EXERCISE REQUIREMENTS
Restate word for word the lines of the records below, starting at the line that contains "Target: tan jacket sleeve" and ending at the line that contains "Target: bicycle tire", with both of those lines included and nothing else.

RECORDS FOR PROCESSING
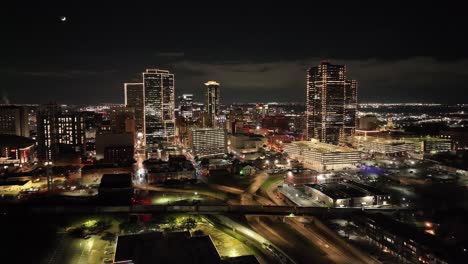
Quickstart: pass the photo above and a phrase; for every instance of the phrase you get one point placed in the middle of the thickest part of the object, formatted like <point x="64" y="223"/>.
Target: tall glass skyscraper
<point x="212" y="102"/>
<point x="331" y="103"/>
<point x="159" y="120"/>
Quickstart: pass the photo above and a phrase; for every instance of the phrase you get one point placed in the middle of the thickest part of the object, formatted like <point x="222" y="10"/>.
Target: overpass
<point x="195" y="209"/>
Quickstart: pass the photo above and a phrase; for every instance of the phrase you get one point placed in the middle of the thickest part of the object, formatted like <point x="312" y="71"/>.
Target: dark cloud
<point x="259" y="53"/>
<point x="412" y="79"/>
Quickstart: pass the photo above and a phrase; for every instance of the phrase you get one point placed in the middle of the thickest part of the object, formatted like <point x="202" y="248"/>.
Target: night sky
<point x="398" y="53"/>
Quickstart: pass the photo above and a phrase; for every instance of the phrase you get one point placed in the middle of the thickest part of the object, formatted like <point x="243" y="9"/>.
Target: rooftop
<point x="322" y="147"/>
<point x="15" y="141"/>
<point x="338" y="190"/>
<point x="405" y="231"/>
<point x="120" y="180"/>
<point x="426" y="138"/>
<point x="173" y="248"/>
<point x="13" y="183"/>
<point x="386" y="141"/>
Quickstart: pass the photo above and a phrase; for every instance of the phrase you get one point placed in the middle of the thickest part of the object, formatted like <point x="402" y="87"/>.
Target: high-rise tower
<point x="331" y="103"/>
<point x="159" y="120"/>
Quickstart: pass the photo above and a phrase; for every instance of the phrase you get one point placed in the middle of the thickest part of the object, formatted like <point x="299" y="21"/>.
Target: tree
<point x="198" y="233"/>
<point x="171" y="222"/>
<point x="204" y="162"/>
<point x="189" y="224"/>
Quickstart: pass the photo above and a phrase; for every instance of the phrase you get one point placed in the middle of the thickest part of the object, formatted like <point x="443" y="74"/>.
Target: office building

--

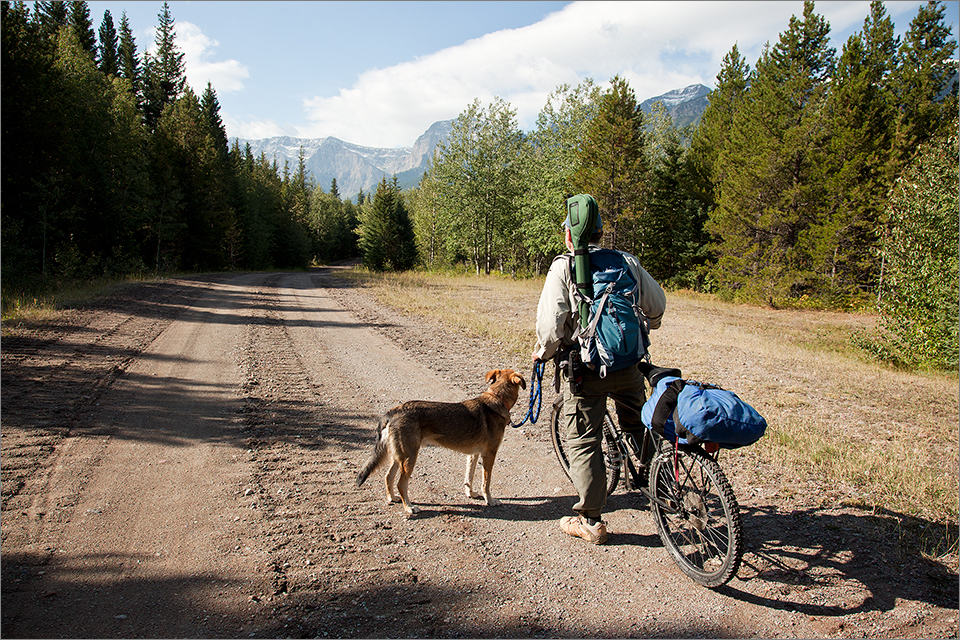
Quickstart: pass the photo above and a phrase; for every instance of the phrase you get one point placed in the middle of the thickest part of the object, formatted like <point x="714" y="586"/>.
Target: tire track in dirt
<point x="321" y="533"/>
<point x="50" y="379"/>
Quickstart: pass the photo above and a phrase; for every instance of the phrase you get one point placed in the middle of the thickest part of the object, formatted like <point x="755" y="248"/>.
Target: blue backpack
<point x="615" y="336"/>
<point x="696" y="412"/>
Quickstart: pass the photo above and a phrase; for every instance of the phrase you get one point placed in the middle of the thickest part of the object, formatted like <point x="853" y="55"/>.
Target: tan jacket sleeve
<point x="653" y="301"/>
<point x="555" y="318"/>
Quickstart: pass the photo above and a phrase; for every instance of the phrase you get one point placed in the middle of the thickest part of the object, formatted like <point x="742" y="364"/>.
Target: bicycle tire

EXERCISE ANSWER
Target: tan jacket sleeve
<point x="653" y="301"/>
<point x="555" y="318"/>
Quickstart: pass the photo above and a phrase; for every instance of the phrase you get one point placed in the middle of the thickest part of the object, formatted like <point x="742" y="364"/>.
Target: bicycle tire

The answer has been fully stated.